Reproduce these lines with "one marker per instance" substituted by "a single marker for each instance" wherever it occurs, leaving everything else unchanged.
★ ★ ★
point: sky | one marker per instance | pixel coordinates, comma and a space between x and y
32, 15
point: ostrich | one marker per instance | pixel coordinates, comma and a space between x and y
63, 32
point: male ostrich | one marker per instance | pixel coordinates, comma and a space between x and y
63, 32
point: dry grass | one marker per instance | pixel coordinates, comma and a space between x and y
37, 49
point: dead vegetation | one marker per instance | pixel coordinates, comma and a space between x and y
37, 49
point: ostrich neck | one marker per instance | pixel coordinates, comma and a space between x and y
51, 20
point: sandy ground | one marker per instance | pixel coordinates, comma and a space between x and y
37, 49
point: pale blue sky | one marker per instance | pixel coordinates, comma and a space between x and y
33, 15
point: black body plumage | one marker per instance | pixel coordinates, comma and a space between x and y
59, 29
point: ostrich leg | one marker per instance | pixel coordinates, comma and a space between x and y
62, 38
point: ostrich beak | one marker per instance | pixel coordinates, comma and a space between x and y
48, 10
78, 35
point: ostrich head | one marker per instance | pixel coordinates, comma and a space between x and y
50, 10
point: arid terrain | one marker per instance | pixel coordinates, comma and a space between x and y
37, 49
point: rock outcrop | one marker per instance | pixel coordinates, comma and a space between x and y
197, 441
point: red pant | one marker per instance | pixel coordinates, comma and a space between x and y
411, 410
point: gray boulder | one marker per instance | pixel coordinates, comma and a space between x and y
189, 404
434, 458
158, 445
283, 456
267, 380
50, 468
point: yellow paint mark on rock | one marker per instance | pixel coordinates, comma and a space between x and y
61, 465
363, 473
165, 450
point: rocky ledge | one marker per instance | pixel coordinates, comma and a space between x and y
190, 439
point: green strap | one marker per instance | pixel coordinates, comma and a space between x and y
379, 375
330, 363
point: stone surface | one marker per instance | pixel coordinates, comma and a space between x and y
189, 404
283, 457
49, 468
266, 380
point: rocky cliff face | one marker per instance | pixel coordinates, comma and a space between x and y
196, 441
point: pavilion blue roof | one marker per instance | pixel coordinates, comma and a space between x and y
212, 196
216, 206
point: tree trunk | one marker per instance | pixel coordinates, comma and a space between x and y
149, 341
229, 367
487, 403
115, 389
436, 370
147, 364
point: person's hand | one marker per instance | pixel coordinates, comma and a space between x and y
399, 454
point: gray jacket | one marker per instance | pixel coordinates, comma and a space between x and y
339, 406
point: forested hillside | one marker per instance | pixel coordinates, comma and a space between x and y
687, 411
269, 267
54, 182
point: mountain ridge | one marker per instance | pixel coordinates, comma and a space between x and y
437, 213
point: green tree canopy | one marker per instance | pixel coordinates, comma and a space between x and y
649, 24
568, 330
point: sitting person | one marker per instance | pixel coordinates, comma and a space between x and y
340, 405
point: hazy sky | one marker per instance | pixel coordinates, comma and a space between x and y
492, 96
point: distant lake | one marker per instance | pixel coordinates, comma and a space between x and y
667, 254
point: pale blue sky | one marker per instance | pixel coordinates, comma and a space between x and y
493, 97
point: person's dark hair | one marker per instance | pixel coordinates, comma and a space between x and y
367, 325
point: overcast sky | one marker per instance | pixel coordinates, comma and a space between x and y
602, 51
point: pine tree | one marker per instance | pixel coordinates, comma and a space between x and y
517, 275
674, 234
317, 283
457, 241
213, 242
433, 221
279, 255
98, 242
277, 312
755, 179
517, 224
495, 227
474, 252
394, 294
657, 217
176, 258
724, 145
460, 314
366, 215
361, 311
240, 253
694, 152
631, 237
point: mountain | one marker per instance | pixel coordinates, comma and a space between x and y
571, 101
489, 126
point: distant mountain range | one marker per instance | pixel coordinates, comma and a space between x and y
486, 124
★ ★ ★
◆ ANSWER FOR THE TASK ◆
point: sky | a single marker for each instance | pixel coordinates, comma and a space between x and y
32, 15
point: ostrich | a single marker for each instance | pixel coordinates, comma and a space between x and y
63, 32
point: male ostrich | a single marker for each instance | pixel coordinates, comma and a space between x and y
63, 32
point: dry grass | a single marker for each instance | pixel coordinates, comma and a space between x and y
37, 49
point: dead vegetation | a single marker for each instance | pixel coordinates, comma and a space between x and y
37, 49
point: ostrich neck | a single marker for each instance | pixel coordinates, comma and a space between x and y
51, 20
point: sandy ground | a single marker for each instance | pixel coordinates, comma and a space between x and y
37, 49
point: pale blue sky | a single marker for each instance | pixel coordinates, comma and a space between x and y
33, 15
point: black body plumage | a single marker for each instance | pixel coordinates, comma and a space between x and y
59, 29
point: ostrich leg | a single marker for each instance | pixel coordinates, comma and a space between x and y
62, 38
point: ostrich beak | a single marker for each instance | pixel coordinates, comma and a space between x and y
48, 10
78, 35
point: ostrich head | a single marker for each instance | pixel coordinates, comma and a space between x and y
50, 10
point: arid terrain | a single marker for each instance | pixel coordinates, comma and a space between x and y
37, 49
point: rock outcrop | a single marker for each instance | pixel coordinates, comma and a space between x and y
197, 441
point: red pant | a single marker for each instance | pixel coordinates, comma and a space between x and y
411, 410
point: gray boulder | a single marker for each instance | pixel coordinates, comma and a space between x and y
189, 404
434, 458
158, 445
283, 456
267, 380
50, 468
point: yellow paint mark on rock | a single marker for each instance | pixel coordinates, comma and a space between x and y
61, 465
363, 473
165, 450
point: rocky ledge | a single marker for each instance | pixel coordinates, comma and a space between x and y
190, 439
point: green strap | a single marker for each instance | pixel coordinates, comma and a space between x and y
379, 375
330, 363
point: stone surface | a single marker for each instance | pixel coordinates, comma and a space between x and y
189, 404
283, 457
49, 468
266, 380
point: rocky cliff face | a single marker for each instance | pixel coordinates, comma and a space between x and y
196, 441
point: pavilion blue roof | a single marker for each instance | pixel coordinates, comma and a space between x and y
212, 196
216, 206
point: tree trunk | a single marker for each instance | pixel coordinates, comma and a space between x and y
149, 341
229, 367
487, 403
115, 389
436, 370
147, 364
point: person's hand | a single marker for each instance | pixel coordinates, comma and a space between x and y
399, 454
point: gray jacket | a single marker for each instance | pixel coordinates, comma and a space between x and y
339, 406
point: forested hillside | a single marker for each instance | pixel coordinates, comma and a space between x and y
687, 411
269, 267
54, 182
point: mountain ridge | a single marker for each instance | pixel coordinates, comma and a space between x and y
437, 213
point: green tree canopy | a single marker for each instance | pixel coordinates, comma and a space between x and y
649, 24
568, 330
point: sitting person | a single marker for each instance | pixel coordinates, comma and a space between x and y
340, 405
point: hazy sky | a single marker for each instance | pixel coordinates, comma and a space between x and y
492, 96
point: distant lake | a single marker for each instance | pixel coordinates, comma and a space between x and y
667, 254
point: pale blue sky | a single marker for each instance | pixel coordinates, comma and a space between x and y
493, 97
point: person's dark hair | a single marker for each instance | pixel coordinates, comma and a space between x and y
367, 325
point: overcast sky | a single marker for each instance | pixel coordinates, comma and a space between x and y
602, 51
point: pine tree | a single marker for each instance | pixel coordinates, comma and a space between x and y
517, 275
674, 234
317, 283
457, 241
213, 242
433, 221
279, 255
98, 242
277, 312
755, 179
517, 224
495, 227
474, 252
394, 294
657, 217
176, 258
724, 145
460, 314
366, 215
361, 311
240, 253
694, 152
631, 237
point: mountain | a single marker for each instance | pixel coordinates, comma and a space between x and y
571, 101
489, 126
point: distant mountain range | a single marker for each instance | pixel coordinates, comma and a space between x and y
486, 124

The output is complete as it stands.